**Exercise requirements**
In this exercise, every entry is to be copied exactly.

**Data extracts**

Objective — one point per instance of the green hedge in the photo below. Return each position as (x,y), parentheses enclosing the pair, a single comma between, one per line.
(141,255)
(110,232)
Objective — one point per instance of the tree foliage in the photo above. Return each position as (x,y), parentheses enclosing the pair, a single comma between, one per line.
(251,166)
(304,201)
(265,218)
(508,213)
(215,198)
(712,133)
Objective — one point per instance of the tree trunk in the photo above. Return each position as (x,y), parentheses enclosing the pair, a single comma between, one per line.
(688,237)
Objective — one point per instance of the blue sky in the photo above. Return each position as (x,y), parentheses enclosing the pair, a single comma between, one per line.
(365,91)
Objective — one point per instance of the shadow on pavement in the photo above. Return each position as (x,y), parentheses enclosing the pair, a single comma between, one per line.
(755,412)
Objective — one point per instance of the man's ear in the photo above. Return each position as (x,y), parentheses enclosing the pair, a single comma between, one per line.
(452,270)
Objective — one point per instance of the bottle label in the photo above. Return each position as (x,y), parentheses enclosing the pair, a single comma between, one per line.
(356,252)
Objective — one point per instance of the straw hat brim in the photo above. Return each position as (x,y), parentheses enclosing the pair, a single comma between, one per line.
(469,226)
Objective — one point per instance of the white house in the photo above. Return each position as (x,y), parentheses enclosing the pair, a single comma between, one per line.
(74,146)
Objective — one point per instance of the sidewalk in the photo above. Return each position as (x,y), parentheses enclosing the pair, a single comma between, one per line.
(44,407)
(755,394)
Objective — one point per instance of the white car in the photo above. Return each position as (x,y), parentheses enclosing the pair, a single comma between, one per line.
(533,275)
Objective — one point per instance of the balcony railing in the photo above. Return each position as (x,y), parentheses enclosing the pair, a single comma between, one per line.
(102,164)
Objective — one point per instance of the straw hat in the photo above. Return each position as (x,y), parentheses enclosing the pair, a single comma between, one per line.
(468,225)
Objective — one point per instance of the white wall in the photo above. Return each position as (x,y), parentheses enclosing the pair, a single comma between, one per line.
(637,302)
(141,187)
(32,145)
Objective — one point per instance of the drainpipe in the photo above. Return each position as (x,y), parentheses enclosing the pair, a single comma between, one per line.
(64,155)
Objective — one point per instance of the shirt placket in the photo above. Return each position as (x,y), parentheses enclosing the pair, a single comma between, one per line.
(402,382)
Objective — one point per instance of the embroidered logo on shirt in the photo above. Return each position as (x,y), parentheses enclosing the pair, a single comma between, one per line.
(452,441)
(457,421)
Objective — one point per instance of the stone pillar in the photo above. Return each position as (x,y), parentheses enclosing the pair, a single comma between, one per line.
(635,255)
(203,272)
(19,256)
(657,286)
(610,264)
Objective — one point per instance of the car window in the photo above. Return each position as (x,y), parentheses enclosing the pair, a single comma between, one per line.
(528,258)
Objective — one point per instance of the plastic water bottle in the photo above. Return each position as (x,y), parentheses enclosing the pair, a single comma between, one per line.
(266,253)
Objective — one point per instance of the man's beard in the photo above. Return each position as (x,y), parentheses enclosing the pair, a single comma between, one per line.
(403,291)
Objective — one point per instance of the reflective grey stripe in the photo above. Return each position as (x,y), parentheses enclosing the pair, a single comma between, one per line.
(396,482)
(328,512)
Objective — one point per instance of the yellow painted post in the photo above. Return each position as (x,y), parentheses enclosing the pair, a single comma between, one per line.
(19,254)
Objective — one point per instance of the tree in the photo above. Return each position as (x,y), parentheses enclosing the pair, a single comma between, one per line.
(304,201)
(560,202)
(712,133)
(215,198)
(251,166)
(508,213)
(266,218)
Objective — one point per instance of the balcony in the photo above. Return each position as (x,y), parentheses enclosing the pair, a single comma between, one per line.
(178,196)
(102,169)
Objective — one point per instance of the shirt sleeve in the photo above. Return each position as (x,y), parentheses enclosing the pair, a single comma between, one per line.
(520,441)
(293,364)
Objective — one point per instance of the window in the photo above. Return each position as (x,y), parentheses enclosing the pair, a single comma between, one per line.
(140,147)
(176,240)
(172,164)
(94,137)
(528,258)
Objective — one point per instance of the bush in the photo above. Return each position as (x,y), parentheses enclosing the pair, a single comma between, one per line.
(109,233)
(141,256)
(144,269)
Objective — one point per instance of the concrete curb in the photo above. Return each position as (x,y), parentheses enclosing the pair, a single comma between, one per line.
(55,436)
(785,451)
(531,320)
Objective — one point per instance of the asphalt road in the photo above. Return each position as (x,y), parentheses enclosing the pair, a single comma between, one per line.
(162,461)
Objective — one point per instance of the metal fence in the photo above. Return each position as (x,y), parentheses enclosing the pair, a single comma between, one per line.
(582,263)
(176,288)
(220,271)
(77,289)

**Solution**
Objective — one point per instance of the green hedge in the photo below. Return each position as (x,y), parentheses enclosing the pair, a single comma between, one per line.
(141,255)
(110,232)
Objective — one point per instance of the tree foliage in the photo above. Return each position as (x,y), parentheses enclosing the pair, a single comma between, one per line.
(251,166)
(304,201)
(265,218)
(508,213)
(215,198)
(712,133)
Objective — one point per instance of the tree trunk in the photo above. Return each position as (x,y), parentheses enclosing the pair, a single comma between, one per line.
(688,237)
Objective — one point per instance of the blue sky in the photo above. Return each position as (x,y), parentheses enclosing the pair, a single comma between, one per line.
(365,91)
Objective — one point per instance of the shadow on pavement in the photo above. Return each position as (x,y), parentheses enclosing the pair, a single comma between, one per line.
(755,412)
Objective — one point per instance of the man's ear in the photo above. Return each position as (x,y), parentheses enclosing the pair, a single comma between, one per line.
(452,270)
Objective — one point per instance of the bottle label in the photo above. Return each position as (x,y), parentheses enclosing the pair, a single comma between, one per line.
(356,252)
Objective — one point per instance of the straw hat brim in the photo above. Return each position as (x,y), parentheses enclosing the pair, a single comma between, one per line.
(469,226)
Objective — one point per instance of the white house in the photo above. Return each position as (x,y), parentheses enclosing the pair, a single comma between, one per line.
(74,146)
Objective — one point per instance of the sidewalk in the photo above. Return each position as (x,y), parentheses enclosing the pair, a single comma between, one per line.
(44,407)
(755,394)
Objective — one point per instance of the white car in the photo above. Return each position as (x,y), parentheses enclosing the pair, a single comma between, one per line.
(533,275)
Objective — one point per instance of the balcony railing in the photo above. Return each position as (x,y), parentheses enclosing the pair, a single comma between, one per line.
(102,164)
Objective — one point per instance of the straw hat in the photo above. Return each position as (x,y), parentheses enclosing the pair, a single comma between, one per line.
(468,225)
Objective — one point per instance of the white wall in the photo above. Return each position as (x,y), parentheses enclosing the pair, a single comma between, one per line.
(637,302)
(141,187)
(32,145)
Objective — one point per instance of the drainpipe in the photo above. Return each position as (x,y), parentheses enclosing the pair, a single comma between, one per line.
(64,155)
Objective — one point per instance of the shirt placket in the photo above. Return each position as (x,y), parentheses enclosing the pair, a single comma between, one per line.
(402,382)
Objective — one point per instance of the embroidered logo on shirt in the photo above. Return each position as (x,y), parentheses enclosing the pair, a single comma between, one per line.
(452,441)
(457,421)
Objective — one point per instance of the stone pillar in the photo above. Return each position as (x,y), parentheses enclosing the pair, a single comma between, one per line.
(635,255)
(203,272)
(19,256)
(657,286)
(610,264)
Objective — one point per instance of the car window in the photo above. Return each position as (x,y), parentheses enclosing the pair, a single comma between, one per line.
(528,258)
Objective — one point per instance of the plastic water bottle in the photo above. Return each position as (x,y), parentheses enclosing the pair, a single comma between, one per line.
(266,253)
Objective — one point per instance of the man's beard in the photo above. Return each position as (x,y), parentheses enclosing the pair, a single comma between, one per line.
(403,291)
Objective — one point per instance of the reflective grey stripe in the photo above. Return each position as (x,y), parentheses enclosing the pair, a single comma between, one per line.
(396,482)
(328,512)
Objective — one point per instance of the yellow painted post in the photo above. Return each position as (x,y), parentheses enclosing the pair, a single comma between, one per line.
(19,254)
Objective — one point per instance of the tree in the photo above. Return each position as (x,y), parentheses enclosing the pair, a single comma between, one per line.
(304,201)
(560,202)
(712,133)
(215,198)
(251,166)
(508,213)
(266,218)
Objective — one point per instance of the balcony in the photo above. Return each position as (x,y), parentheses enclosing the pair, a single comma between, one per line.
(178,196)
(102,169)
Objective — one point per instance of the shirt sleeve in the photo above. Return each position as (x,y), parentheses enclosing the pair, a single comma between, one per line.
(520,441)
(293,364)
Objective — one point per instance of the window in the photo above. Return each position as (x,y), parentheses enclosing the pair, a single comma between, one per line.
(140,147)
(176,240)
(172,164)
(94,137)
(528,258)
Objective — one point per instance of the bush in the photo above. Return each position as (x,y), parentheses enclosing the pair, a single comma between, one per line.
(109,233)
(141,256)
(144,269)
Objective — one point per instance of the concrete curb in the photo above. Return each position as (x,y), parentheses enclosing the pair, a single comma between, one per line.
(55,436)
(785,451)
(531,320)
Objective — one point per instance of the asphalt road in the photo above. Return each position as (x,y), parentheses enclosing the pair, a single comma between, one per line.
(162,461)
Objective — one point per instance of the metal fence in the photo above. Return each position as (x,y), parentheses enclosing the pair, a single comma between, one per line.
(582,263)
(176,288)
(220,271)
(77,289)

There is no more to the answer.